» GIVEN REQUEST: Are you able to quote each entry exactly as written?

» PROVIDED RECORDS:

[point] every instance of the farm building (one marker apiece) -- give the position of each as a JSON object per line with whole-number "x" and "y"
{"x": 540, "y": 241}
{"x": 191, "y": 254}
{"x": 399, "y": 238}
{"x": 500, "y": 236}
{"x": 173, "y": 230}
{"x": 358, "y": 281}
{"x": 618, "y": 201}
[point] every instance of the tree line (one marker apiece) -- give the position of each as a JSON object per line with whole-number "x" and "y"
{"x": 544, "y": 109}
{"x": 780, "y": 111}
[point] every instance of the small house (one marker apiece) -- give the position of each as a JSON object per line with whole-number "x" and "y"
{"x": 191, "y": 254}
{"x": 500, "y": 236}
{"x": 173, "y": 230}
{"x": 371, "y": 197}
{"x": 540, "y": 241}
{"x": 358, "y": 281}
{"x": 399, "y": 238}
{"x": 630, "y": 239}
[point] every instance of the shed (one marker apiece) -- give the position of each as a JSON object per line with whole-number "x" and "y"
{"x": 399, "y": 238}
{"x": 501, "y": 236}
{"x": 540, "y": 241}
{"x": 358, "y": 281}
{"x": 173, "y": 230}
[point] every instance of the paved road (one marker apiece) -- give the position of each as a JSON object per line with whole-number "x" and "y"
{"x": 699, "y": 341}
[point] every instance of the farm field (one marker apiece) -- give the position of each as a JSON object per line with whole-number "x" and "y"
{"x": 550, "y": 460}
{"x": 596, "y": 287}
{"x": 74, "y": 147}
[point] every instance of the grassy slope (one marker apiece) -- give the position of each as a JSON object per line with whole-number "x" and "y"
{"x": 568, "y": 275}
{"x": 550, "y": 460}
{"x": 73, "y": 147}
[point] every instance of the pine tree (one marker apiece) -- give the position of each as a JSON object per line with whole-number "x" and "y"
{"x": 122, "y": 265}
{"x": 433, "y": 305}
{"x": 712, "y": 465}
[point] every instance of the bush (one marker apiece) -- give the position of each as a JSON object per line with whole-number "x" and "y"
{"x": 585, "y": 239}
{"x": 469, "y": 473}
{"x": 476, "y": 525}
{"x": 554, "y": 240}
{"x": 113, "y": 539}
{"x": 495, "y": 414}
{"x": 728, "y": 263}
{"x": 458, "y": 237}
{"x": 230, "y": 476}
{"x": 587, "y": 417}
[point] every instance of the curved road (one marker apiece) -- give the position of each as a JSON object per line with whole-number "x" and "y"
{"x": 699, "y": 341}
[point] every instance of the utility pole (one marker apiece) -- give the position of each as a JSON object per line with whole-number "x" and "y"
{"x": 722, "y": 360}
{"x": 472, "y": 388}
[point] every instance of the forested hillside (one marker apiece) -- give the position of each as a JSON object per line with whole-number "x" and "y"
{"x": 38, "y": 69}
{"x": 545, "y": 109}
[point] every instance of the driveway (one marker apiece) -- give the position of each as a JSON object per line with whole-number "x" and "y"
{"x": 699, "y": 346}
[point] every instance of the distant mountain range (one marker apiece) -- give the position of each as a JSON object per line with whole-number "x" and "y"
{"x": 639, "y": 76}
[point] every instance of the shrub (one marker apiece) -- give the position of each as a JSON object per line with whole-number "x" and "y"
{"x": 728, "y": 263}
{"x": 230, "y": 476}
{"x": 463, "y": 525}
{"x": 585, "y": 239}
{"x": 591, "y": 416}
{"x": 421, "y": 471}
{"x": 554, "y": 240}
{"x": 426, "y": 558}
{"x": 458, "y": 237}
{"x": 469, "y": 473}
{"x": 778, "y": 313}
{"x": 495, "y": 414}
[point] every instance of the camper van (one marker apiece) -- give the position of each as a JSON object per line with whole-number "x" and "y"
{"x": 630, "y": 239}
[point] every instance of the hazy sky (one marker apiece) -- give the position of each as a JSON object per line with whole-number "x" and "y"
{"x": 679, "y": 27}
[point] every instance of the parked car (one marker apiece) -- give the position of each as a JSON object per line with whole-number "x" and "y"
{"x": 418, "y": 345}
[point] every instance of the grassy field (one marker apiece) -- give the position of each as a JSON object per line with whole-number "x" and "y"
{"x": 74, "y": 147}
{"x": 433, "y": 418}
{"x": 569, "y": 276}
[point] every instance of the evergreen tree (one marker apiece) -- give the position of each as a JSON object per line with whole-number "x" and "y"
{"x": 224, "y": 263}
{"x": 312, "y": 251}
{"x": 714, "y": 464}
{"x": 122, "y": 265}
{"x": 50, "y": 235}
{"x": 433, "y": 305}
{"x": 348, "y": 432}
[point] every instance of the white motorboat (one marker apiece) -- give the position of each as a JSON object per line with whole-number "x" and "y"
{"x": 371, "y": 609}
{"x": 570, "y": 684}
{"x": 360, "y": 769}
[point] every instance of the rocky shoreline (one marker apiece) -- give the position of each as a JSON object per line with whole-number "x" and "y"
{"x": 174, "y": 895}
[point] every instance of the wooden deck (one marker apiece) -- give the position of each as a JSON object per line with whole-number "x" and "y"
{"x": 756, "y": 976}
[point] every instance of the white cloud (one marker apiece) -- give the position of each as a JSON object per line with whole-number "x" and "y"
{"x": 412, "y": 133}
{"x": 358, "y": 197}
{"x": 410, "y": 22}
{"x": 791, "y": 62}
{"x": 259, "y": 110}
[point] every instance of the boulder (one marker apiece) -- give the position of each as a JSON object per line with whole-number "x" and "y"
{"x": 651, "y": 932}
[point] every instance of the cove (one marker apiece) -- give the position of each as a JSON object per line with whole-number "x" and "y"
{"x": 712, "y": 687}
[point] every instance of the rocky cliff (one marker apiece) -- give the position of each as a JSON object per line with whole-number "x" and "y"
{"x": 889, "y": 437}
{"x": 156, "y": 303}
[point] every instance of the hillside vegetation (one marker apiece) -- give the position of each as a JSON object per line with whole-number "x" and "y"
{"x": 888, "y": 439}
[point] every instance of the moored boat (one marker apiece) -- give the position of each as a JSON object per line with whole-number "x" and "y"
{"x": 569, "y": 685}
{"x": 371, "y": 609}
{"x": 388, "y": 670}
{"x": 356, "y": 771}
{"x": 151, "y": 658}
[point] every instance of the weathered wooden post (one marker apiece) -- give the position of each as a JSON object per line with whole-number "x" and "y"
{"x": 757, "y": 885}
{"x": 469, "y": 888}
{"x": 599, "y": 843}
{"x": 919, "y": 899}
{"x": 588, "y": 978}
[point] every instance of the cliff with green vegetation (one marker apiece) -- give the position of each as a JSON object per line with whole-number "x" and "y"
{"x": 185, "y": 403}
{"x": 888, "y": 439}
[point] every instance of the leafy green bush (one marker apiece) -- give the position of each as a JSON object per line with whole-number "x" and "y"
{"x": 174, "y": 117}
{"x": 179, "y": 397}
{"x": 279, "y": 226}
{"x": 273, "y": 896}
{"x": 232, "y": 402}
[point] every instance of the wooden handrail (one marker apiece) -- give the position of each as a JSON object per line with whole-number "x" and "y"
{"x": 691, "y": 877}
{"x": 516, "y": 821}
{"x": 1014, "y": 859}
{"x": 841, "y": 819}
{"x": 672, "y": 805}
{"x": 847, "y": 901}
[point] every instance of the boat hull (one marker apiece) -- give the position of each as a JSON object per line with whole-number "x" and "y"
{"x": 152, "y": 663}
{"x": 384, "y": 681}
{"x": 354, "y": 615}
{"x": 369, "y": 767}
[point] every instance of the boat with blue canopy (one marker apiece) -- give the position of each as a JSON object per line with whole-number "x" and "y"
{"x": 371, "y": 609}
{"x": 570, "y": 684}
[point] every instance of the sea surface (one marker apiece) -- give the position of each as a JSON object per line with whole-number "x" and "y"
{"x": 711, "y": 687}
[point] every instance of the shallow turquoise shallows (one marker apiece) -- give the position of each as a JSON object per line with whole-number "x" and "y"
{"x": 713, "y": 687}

» RESPONSE BELOW:
[point] every instance of the farm building (one marker apiece) -- give the position of each as a JSON object per line with whole-number "x" and "y"
{"x": 540, "y": 241}
{"x": 191, "y": 254}
{"x": 399, "y": 238}
{"x": 500, "y": 236}
{"x": 173, "y": 230}
{"x": 358, "y": 281}
{"x": 618, "y": 201}
[point] every instance of the tree line (one marker apiece) -- give the position of each as a JSON object per line with whole-number "x" and "y"
{"x": 544, "y": 109}
{"x": 780, "y": 111}
[point] every instance of the small house (one marker apiece) -- give the position of each as a JSON object per line with whole-number "x" and "y"
{"x": 191, "y": 254}
{"x": 500, "y": 236}
{"x": 173, "y": 230}
{"x": 371, "y": 197}
{"x": 540, "y": 241}
{"x": 358, "y": 281}
{"x": 399, "y": 238}
{"x": 630, "y": 239}
[point] every instance of the shed (one marker apiece) -- give the position of each as a JSON object per line with whole-number "x" and "y"
{"x": 399, "y": 238}
{"x": 501, "y": 236}
{"x": 540, "y": 241}
{"x": 358, "y": 281}
{"x": 173, "y": 230}
[point] every instance of the paved road (one marker apiece) -- give the position of each as a JSON object per line with whole-number "x" and "y"
{"x": 699, "y": 341}
[point] every instance of the farm field (one marker apiece) -- give the position of each as a JSON object per line with whole-number "x" and "y"
{"x": 550, "y": 460}
{"x": 596, "y": 287}
{"x": 74, "y": 147}
[point] every instance of the grassy slope (one marker apiece) -- give the position of each as a JSON object per line with whole-number "x" and "y"
{"x": 568, "y": 275}
{"x": 550, "y": 460}
{"x": 73, "y": 147}
[point] every instance of the pine tree (one marker apiece) -- give the position of each as a JSON object per line with whole-number "x" and "y"
{"x": 122, "y": 265}
{"x": 433, "y": 305}
{"x": 712, "y": 465}
[point] every instance of the bush (one marker apiece) -- give the position of each as a JSON object per line with whole-number "x" and "y"
{"x": 585, "y": 239}
{"x": 469, "y": 473}
{"x": 476, "y": 525}
{"x": 554, "y": 240}
{"x": 113, "y": 539}
{"x": 495, "y": 414}
{"x": 728, "y": 263}
{"x": 458, "y": 237}
{"x": 230, "y": 476}
{"x": 587, "y": 417}
[point] every instance of the curved road (one marker apiece) -- give the position of each as a JSON object per line with whole-number "x" and "y"
{"x": 699, "y": 341}
[point] every instance of the utility pole (one marker apiece) -- give the position of each as a JSON object per line with whole-number "x" and "y"
{"x": 722, "y": 360}
{"x": 472, "y": 388}
[point] every instance of the forested hillside (one marker apiece) -- give the position of each as a JSON object per line with whole-number "x" and "y"
{"x": 38, "y": 69}
{"x": 545, "y": 109}
[point] every instance of the driveway (one marker apiece) -- give the position of each as a JSON object per line with whole-number "x" and "y"
{"x": 699, "y": 346}
[point] every instance of the distant mountain range (one marker apiece) -- give the position of each as a JSON object per line with whole-number "x" and "y"
{"x": 639, "y": 76}
[point] every instance of the shrub (one marker apiece) -- give the position of each as a JSON object per line with whole-number "x" and "y"
{"x": 728, "y": 263}
{"x": 230, "y": 476}
{"x": 463, "y": 525}
{"x": 585, "y": 239}
{"x": 591, "y": 416}
{"x": 421, "y": 471}
{"x": 554, "y": 240}
{"x": 426, "y": 558}
{"x": 458, "y": 237}
{"x": 469, "y": 473}
{"x": 778, "y": 313}
{"x": 495, "y": 414}
[point] every instance of the camper van (one marker apiece) -- give the position of each as a JSON object per line with whole-number "x" and "y"
{"x": 630, "y": 239}
[point] every instance of the hazy sky (one marker apiece) -- give the position of each as a JSON object per line with whole-number "x" and "y"
{"x": 679, "y": 27}
[point] every instance of the parked car (one marker apiece) -- give the position of each as a JSON object per line with whole-number "x" and "y"
{"x": 418, "y": 345}
[point] every instance of the grassy field (one marker apiece) -- give the position of each as a JSON object per line with whole-number "x" and "y"
{"x": 74, "y": 147}
{"x": 433, "y": 418}
{"x": 569, "y": 276}
[point] every instance of the evergreen tree (one marker apiece) -- give the position of each as a JSON object per line with whole-number "x" and "y"
{"x": 224, "y": 263}
{"x": 312, "y": 251}
{"x": 714, "y": 464}
{"x": 122, "y": 265}
{"x": 50, "y": 235}
{"x": 433, "y": 305}
{"x": 348, "y": 432}
[point] every instance of the white motorboat (one marker apiece) -- give the position of each as a JSON object per line with whole-number "x" and "y"
{"x": 371, "y": 609}
{"x": 570, "y": 684}
{"x": 360, "y": 769}
[point] every instance of the rocky shoreline (one marker apiece) -- give the position of each as a JSON object per line with whole-number "x" and "y"
{"x": 174, "y": 895}
[point] every instance of the wooden deck (one marker apiece) -- give the position of each as a JSON object per line with whole-number "x" and "y"
{"x": 756, "y": 976}
[point] every instance of the white cloud (one marker apiece) -- give the position of each as a JSON object per line with whole-number "x" and "y"
{"x": 412, "y": 133}
{"x": 358, "y": 197}
{"x": 410, "y": 22}
{"x": 791, "y": 62}
{"x": 259, "y": 110}
[point] every instance of the boulder (one marker apiece) -- give the position of each as a JSON object per line with whole-number "x" and "y"
{"x": 651, "y": 932}
[point] every instance of the cove (one marker apiece) -- give the position of each as a JSON object per line with whole-number "x" and "y"
{"x": 712, "y": 687}
[point] every instance of the rocky cliff (one marker apiece) -- give the position of each as a JSON object per line with whole-number "x" and "y"
{"x": 889, "y": 437}
{"x": 156, "y": 303}
[point] every instance of the hillside vegetation (one marker apiece) -- give the position of each as a JSON object per line with whole-number "x" and "y"
{"x": 888, "y": 439}
[point] every instance of the moored boat (one marker apiece) -- give the position of each as a JSON object per line with whole-number "x" and "y"
{"x": 569, "y": 685}
{"x": 371, "y": 609}
{"x": 388, "y": 670}
{"x": 356, "y": 771}
{"x": 151, "y": 658}
[point] every instance of the weathered wooden post (one marker apiece) -- give the position of each as a JSON object per line with whole-number "x" and "y"
{"x": 757, "y": 885}
{"x": 469, "y": 888}
{"x": 599, "y": 843}
{"x": 919, "y": 899}
{"x": 588, "y": 978}
[point] every instance of the cliff with green vegetation (one marker apiece) -- give the position of each as a JSON object per line with whole-number "x" and "y"
{"x": 185, "y": 403}
{"x": 888, "y": 439}
[point] every instance of the leafy green bush (one marker apiece) -- give the position of each as a JSON object per line with whole-number "x" and "y"
{"x": 174, "y": 117}
{"x": 179, "y": 397}
{"x": 279, "y": 226}
{"x": 273, "y": 896}
{"x": 232, "y": 402}
[point] every instance of the wooden handrail (one marker apiece) -- give the position of each as a JSON object per line with whole-number "x" and "y"
{"x": 691, "y": 877}
{"x": 516, "y": 821}
{"x": 1014, "y": 859}
{"x": 841, "y": 819}
{"x": 672, "y": 805}
{"x": 847, "y": 901}
[point] every instance of the boat hull (one marker apiece) -- give the position of each as a JSON object per line with whole-number "x" and "y"
{"x": 152, "y": 663}
{"x": 384, "y": 681}
{"x": 354, "y": 615}
{"x": 369, "y": 767}
[point] every instance of the boat with blue canopy (one marker apiece) -- give the position of each as a JSON object per line with whole-number "x" and "y"
{"x": 371, "y": 609}
{"x": 570, "y": 684}
[point] every instance of the sea surface (one marker apiece) -- give the position of each as a JSON object per line with whole-number "x" and "y"
{"x": 711, "y": 687}
[point] every instance of the shallow turquoise shallows (one marker apiece) -- give the position of each as a JSON object per line with whole-number "x" and "y"
{"x": 713, "y": 687}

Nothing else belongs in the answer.